[Source text]:
•••••

Bringing Phius CPHB Training into the College Classroom
Guest blogger Connor Malloy breaks down his experience as the first-ever instructor of a Phius Certified Builder training in a college or university.
Guest blogger Connor Malloy breaks down his experience as the first-ever instructor of a Phius Certified Builder training in a college or university.
The guest blog below was written by Connor Malloy, a Phius Certified Builder and Professor and Program Coordinator at George Brown Polytechnic where he recently oversaw the delivery of the Phius Certified Builder training to students.
When we started looking at adding the Phius Certified Builder (CPHB) training to George Brown Polytechnic’s Building & Renovation Technology program, our goal was more than just adding another credential. We wanted students to really understand how passive buildings are built from the builder’s perspective.
What are our responsibilities as builders? How do our choices affect airtightness, durability, moisture control, thermal performance, sequencing, and how buildings perform over time? These were the questions we kept coming back to during the course.
Much of construction education mirrors what happens in the industry itself. Design and planning are often separated from construction. When we are educating young carpenters and builders, it is important to connect those two areas, so students understand the intent behind a detail when they try to execute it on site.

•••••

[Supplied data]:
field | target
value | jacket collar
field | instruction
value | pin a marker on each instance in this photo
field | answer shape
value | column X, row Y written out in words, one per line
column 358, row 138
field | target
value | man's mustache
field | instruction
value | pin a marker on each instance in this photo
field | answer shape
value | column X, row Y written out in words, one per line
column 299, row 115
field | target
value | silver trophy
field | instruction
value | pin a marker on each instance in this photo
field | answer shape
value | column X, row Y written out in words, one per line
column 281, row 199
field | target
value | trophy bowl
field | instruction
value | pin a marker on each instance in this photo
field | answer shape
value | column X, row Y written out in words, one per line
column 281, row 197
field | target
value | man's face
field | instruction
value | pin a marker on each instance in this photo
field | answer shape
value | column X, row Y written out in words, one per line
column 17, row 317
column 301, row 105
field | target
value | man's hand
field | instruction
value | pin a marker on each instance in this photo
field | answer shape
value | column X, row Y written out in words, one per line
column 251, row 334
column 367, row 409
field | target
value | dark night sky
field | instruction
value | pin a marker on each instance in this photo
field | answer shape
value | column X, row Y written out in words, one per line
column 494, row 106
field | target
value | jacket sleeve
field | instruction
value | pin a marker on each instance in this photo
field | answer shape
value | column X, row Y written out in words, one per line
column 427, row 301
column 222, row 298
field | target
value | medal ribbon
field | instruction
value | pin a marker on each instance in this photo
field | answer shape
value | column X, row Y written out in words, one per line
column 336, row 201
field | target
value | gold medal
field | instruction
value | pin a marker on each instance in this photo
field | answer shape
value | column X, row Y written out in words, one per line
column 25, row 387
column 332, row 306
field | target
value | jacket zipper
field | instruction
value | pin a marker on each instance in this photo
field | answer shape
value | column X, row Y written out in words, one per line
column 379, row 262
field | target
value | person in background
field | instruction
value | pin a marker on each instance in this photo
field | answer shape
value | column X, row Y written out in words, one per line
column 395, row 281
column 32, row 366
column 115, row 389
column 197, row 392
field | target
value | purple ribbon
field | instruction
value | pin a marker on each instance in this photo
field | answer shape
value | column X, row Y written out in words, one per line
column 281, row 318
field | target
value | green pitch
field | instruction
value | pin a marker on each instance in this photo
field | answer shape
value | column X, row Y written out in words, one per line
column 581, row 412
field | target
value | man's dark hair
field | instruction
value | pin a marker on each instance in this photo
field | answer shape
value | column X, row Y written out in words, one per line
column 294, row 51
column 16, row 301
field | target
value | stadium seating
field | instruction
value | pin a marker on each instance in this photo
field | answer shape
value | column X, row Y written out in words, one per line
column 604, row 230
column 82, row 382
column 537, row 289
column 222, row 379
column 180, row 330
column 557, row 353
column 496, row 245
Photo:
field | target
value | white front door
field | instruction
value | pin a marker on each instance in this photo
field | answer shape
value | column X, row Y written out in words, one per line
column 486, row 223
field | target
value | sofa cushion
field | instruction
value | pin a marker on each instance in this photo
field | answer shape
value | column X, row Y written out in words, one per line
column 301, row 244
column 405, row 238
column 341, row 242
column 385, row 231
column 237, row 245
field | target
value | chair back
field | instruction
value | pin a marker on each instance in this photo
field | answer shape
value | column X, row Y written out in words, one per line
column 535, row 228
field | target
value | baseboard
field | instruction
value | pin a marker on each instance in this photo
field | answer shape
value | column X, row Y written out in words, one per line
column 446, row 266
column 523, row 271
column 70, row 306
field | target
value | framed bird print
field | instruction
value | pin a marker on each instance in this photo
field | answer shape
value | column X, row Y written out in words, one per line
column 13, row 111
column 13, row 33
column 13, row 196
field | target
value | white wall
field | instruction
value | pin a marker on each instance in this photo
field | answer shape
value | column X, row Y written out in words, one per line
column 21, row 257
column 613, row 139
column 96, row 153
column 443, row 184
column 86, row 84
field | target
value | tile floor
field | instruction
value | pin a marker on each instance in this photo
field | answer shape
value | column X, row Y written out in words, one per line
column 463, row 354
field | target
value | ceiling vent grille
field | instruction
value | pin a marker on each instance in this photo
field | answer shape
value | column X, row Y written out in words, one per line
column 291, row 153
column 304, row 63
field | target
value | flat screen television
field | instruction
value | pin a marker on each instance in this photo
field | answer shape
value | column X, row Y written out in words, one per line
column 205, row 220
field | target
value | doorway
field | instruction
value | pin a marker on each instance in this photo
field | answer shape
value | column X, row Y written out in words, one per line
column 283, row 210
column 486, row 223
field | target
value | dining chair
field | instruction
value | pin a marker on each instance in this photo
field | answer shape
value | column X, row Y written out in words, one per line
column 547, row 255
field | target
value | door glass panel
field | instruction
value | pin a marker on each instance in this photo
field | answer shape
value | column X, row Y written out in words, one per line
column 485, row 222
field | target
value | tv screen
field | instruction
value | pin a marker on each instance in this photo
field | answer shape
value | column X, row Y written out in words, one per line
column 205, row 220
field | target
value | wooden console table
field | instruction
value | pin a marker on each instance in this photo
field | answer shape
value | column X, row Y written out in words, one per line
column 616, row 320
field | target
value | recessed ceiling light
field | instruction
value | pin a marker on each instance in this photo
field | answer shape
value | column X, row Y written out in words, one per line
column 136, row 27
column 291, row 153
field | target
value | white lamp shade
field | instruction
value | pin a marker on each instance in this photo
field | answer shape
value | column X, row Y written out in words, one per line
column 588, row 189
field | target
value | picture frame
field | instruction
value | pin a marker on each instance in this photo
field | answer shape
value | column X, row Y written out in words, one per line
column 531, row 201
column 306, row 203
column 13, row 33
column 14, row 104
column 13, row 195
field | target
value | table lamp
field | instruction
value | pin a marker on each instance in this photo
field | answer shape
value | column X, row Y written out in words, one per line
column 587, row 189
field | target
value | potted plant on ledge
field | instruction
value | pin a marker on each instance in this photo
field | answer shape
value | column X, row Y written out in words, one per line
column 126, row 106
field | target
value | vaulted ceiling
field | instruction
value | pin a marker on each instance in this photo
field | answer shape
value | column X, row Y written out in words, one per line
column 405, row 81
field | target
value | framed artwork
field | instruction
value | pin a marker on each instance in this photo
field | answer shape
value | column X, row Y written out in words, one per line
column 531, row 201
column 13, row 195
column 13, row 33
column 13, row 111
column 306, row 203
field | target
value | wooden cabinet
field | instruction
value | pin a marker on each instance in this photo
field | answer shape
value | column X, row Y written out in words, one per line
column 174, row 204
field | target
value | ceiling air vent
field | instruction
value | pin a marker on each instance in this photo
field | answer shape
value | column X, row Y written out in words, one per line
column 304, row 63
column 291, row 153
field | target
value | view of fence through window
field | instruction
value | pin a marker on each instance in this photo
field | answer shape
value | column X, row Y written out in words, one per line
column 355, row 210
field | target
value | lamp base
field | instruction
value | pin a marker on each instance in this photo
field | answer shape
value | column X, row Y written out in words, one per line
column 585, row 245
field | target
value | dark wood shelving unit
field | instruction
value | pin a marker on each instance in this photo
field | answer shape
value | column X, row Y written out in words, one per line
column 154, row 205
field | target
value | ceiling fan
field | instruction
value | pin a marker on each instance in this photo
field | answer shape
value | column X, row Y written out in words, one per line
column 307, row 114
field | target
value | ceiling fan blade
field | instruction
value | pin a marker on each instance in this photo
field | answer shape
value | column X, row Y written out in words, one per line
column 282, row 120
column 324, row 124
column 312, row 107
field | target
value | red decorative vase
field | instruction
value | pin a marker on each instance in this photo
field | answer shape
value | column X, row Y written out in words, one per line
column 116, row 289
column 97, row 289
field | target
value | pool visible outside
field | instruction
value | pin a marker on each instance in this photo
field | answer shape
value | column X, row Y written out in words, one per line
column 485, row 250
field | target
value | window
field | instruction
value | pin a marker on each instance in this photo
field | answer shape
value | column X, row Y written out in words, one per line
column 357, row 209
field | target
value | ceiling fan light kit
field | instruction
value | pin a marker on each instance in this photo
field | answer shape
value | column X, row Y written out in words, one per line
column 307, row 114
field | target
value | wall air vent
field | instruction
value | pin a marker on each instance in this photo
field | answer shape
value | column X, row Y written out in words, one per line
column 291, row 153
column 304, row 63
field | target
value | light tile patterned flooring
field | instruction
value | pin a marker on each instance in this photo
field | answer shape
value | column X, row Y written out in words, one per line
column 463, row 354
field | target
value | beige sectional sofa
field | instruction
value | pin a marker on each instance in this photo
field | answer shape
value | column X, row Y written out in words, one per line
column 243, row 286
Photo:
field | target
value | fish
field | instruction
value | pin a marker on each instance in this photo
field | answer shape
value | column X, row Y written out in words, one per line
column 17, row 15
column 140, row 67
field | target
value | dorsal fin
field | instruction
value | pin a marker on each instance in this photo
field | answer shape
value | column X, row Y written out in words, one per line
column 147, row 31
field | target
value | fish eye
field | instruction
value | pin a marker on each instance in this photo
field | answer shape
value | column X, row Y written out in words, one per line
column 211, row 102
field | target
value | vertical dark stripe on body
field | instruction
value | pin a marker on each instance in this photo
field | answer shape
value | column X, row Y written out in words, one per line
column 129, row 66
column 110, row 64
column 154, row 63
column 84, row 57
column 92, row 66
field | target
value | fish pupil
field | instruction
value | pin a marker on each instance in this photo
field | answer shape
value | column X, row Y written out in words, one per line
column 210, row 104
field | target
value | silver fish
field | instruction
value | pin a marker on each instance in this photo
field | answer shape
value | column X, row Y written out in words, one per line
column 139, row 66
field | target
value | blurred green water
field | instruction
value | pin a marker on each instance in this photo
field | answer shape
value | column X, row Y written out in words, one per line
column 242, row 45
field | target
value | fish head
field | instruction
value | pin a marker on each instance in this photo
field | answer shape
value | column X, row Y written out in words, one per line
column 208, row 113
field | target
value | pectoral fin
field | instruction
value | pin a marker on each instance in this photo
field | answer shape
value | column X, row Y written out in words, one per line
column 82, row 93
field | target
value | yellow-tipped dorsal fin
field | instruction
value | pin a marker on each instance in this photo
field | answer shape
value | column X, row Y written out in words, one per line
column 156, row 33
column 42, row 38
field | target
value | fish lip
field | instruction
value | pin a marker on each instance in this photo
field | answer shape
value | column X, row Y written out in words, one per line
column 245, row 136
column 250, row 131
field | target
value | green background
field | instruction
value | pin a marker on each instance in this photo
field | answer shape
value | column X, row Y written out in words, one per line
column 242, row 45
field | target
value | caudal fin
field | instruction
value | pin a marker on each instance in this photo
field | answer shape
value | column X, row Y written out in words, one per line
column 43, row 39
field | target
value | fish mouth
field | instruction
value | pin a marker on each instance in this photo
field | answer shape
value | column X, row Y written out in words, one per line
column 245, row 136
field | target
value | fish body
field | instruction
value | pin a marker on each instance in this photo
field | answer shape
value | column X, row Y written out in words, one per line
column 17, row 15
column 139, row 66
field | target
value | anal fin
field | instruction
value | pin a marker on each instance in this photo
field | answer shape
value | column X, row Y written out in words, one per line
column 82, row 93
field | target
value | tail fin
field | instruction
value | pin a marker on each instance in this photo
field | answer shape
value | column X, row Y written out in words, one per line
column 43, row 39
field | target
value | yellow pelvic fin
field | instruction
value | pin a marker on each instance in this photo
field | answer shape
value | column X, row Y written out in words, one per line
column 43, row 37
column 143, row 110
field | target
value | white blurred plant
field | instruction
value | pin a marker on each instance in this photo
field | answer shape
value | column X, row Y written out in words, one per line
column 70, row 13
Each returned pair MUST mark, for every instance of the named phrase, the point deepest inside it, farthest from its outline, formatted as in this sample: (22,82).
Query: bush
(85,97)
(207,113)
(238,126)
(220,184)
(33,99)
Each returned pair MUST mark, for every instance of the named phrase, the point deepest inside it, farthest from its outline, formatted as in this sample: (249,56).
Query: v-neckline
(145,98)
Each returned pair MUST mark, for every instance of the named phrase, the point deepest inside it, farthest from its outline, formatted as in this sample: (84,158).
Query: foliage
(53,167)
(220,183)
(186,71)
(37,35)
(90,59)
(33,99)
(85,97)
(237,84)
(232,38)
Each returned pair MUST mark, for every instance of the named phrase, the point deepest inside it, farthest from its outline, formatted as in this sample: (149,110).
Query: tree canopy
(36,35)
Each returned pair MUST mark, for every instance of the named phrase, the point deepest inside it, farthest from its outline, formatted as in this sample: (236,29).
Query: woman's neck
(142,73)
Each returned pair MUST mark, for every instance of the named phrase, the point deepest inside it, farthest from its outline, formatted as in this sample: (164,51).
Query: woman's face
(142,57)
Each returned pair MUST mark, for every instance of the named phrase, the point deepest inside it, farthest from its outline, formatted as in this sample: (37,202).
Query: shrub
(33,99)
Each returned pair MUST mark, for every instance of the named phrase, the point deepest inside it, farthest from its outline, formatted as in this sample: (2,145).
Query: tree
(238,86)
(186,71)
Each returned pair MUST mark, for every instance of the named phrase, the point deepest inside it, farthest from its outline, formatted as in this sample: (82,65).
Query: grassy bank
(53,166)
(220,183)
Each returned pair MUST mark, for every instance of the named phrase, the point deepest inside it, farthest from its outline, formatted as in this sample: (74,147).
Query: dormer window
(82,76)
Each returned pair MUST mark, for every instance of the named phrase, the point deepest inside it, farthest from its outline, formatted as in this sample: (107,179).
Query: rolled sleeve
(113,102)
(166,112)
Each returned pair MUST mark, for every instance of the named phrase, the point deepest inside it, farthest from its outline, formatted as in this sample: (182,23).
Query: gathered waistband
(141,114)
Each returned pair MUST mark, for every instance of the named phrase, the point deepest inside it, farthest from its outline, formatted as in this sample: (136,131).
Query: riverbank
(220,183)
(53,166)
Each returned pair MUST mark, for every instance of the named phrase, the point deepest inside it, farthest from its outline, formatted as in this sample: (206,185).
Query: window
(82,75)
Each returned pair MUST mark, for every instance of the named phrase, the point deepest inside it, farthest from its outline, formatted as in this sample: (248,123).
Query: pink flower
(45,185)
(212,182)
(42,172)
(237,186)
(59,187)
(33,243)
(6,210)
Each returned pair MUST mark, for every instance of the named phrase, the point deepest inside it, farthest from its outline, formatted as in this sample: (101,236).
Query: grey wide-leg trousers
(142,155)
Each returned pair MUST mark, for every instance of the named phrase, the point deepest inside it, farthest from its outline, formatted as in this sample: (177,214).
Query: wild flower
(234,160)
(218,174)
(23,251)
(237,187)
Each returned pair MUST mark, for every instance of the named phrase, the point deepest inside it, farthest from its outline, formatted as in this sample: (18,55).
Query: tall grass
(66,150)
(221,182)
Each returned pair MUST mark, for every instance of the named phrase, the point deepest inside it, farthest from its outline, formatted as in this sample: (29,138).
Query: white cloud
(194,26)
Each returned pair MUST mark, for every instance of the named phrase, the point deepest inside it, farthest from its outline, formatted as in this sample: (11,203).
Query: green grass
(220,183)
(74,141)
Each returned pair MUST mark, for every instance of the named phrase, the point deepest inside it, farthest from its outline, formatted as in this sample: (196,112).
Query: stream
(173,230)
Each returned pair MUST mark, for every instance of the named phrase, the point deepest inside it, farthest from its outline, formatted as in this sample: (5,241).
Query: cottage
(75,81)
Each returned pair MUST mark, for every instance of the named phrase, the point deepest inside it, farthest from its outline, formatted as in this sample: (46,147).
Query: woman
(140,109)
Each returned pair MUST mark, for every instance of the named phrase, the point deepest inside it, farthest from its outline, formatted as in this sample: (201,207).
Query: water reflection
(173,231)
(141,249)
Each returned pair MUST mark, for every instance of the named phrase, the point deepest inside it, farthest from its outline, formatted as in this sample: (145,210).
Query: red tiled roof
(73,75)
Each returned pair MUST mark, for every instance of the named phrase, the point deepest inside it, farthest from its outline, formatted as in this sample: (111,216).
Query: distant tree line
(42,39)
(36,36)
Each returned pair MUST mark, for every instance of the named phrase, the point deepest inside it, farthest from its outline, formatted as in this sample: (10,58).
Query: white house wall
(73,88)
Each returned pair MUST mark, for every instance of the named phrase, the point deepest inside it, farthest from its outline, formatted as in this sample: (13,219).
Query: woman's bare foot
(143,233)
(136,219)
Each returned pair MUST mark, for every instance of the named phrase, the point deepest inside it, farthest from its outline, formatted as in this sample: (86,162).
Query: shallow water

•••••

[Assignment]:
Please copy the stretch from "What are our" through "during the course." in the blog post on Phius training above, word for word.

[Output]:
What are our responsibilities as builders? How do our choices affect airtightness, durability, moisture control, thermal performance, sequencing, and how buildings perform over time? These were the questions we kept coming back to during the course.